(TAREFA ESCRITA) Transcreva sem alterações a parte do texto sobre cooperação judiciária que se inicia com as palavras "é juiz de direito" e se encerra com "revistas jurídicas especializadas.".

(TRECHO CITADO)
══════

Opinião

Cooperação judiciária nacional: notas introdutórias à Resolução 775 do STF

Autores

  • Mário Augusto Figueiredo de Lacerda Guerreiro

    é juiz de direito do TJ-RS e juiz auxiliar da Presidência do STF. Ex-conselheiro do CNJ onde presidiu a Rede Nacional de Cooperação Judiciária e relatou a Resolução 350/2020. Mestre em Ciências Jurídico-Políticas pela Universidade de Coimbra.

  • David Laerte Vieira

    é assessor da Presidência do Supremo Tribunal Federal procurador do estado do Acre (cedido ao STF) mestrando em Constituição e Sociedade/IDP especialista em Direito Público e em Administração Pública ex-secretário-geral da Câmara Técnica do Colégio Nacional dos Procuradores-Gerais dos Estados e do Distrito Federal ex-procurador-geral adjunto do do Acre ex-assessor especial do PGE-AC ex-chefe da Procuradoria Administrativa da PGE-AC palestrante e autor de vários artigos publicados em revistas jurídicas especializadas.

  • Victor Meneses de Carvalho Coelho

    é graduado em Direito pela Universidade Federal do Piauí. Pós-Graduado em Direito Constitucional e Controle da Administração Pública pela UFPI. Assessor Jurídico na Secretaria Geral da Presidência do Supremo Tribunal Federal.

2 de junho de 2022, 10h01

A concretização de um processo judicial eficiente, com uma tramitação célere e duração razoável, além de princípio fundamental expresso na Constituição Federal, é uma antiga meta do Judiciário brasileiro.

Antes mesmo da promulgação do novo Código de Processo Civil (CPC), o Conselho Nacional de Justiça (CNJ) já buscava mecanismos que ampliassem a eficiência dos tribunais e, para tanto, traçou as diretrizes iniciais para uma cooperação interna entre os órgãos do sistema judiciário, por meio da Recomendação 38/2011, que propôs a criação de uma Rede Nacional de Cooperação Judiciária.

A recomendação sugeriu dois mecanismos que merecem destaque: a) o juiz de cooperação, com a função de interligar magistrados a fim de imprimir celeridade aos atos judiciais, e b) o núcleo de cooperação judiciária, um espaço institucional de diálogo entre os diversos órgãos julgadores, com o intuito de identificar problemas e características da litigiosidade de cada localidade, almejando delinear coletivamente uma política judiciária mais eficiente.

══════

(EXCERTOS DO MATERIAL)

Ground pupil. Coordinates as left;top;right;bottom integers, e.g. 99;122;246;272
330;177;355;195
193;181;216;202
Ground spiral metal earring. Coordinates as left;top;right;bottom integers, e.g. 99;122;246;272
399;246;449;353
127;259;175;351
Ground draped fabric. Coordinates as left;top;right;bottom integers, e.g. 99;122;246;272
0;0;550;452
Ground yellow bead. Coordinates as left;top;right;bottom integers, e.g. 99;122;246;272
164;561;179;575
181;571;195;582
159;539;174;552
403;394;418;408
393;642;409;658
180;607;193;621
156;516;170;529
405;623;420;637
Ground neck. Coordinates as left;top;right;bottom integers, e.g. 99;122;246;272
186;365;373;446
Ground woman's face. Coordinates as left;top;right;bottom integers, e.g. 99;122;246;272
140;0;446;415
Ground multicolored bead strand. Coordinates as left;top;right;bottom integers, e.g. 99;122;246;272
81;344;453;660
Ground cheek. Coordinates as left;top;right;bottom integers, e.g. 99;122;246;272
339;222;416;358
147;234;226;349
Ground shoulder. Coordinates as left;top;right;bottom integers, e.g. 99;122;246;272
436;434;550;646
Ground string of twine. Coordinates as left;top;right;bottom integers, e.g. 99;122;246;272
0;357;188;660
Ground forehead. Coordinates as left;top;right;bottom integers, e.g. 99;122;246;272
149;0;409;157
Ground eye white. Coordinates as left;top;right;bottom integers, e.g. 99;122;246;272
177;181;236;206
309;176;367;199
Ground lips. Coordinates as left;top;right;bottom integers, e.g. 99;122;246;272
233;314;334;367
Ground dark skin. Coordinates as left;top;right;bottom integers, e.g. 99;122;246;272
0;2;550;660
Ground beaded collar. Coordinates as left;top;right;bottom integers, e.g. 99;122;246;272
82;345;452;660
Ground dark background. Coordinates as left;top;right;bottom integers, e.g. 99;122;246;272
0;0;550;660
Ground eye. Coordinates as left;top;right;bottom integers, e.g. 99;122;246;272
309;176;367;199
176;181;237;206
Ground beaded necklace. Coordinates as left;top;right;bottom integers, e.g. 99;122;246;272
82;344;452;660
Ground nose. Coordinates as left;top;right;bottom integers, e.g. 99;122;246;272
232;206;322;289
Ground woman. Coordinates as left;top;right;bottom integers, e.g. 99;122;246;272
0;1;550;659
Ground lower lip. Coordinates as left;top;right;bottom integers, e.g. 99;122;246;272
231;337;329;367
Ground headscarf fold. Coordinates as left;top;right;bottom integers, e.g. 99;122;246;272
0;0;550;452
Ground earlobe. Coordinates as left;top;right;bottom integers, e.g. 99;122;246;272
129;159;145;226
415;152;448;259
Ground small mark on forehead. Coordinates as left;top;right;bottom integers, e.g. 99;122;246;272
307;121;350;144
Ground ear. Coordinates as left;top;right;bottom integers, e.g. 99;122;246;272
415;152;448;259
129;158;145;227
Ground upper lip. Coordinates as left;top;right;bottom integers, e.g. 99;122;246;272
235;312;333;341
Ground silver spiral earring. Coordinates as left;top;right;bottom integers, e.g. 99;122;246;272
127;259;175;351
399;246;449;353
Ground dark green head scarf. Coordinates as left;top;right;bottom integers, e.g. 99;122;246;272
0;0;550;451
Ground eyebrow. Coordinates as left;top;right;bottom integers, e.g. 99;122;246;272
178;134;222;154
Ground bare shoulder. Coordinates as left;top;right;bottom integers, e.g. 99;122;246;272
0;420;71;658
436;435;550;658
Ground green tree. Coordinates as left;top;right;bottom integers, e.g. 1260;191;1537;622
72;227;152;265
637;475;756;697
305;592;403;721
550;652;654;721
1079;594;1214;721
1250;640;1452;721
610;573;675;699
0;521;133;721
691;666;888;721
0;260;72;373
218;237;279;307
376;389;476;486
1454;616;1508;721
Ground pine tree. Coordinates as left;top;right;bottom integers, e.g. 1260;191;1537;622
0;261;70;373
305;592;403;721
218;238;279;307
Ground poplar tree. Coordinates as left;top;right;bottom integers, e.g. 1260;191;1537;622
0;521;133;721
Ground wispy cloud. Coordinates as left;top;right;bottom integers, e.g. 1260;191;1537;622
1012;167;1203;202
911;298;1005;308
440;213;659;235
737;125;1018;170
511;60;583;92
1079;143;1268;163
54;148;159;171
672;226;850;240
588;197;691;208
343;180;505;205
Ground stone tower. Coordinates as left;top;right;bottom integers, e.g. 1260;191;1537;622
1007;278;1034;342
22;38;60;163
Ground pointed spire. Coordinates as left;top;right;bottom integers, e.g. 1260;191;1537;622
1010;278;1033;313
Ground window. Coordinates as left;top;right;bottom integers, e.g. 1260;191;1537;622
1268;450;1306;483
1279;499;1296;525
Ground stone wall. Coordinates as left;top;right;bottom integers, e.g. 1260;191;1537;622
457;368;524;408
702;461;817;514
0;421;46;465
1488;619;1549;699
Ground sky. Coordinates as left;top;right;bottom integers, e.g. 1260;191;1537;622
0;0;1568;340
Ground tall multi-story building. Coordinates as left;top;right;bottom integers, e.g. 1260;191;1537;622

══════

(SOLUÇÃO DA TAREFA)
é juiz de direito do TJ-RS e juiz auxiliar da Presidência do STF. Ex-conselheiro do CNJ onde presidiu a Rede Nacional de Cooperação Judiciária e relatou a Resolução 350/2020. Mestre em Ciências Jurídico-Políticas pela Universidade de Coimbra.

  • David Laerte Vieira

    é assessor da Presidência do Supremo Tribunal Federal procurador do estado do Acre (cedido ao STF) mestrando em Constituição e Sociedade/IDP especialista em Direito Público e em Administração Pública ex-secretário-geral da Câmara Técnica do Colégio Nacional dos Procuradores-Gerais dos Estados e do Distrito Federal ex-procurador-geral adjunto do do Acre ex-assessor especial do PGE-AC ex-chefe da Procuradoria Administrativa da PGE-AC palestrante e autor de vários artigos publicados em revistas jurídicas especializadas.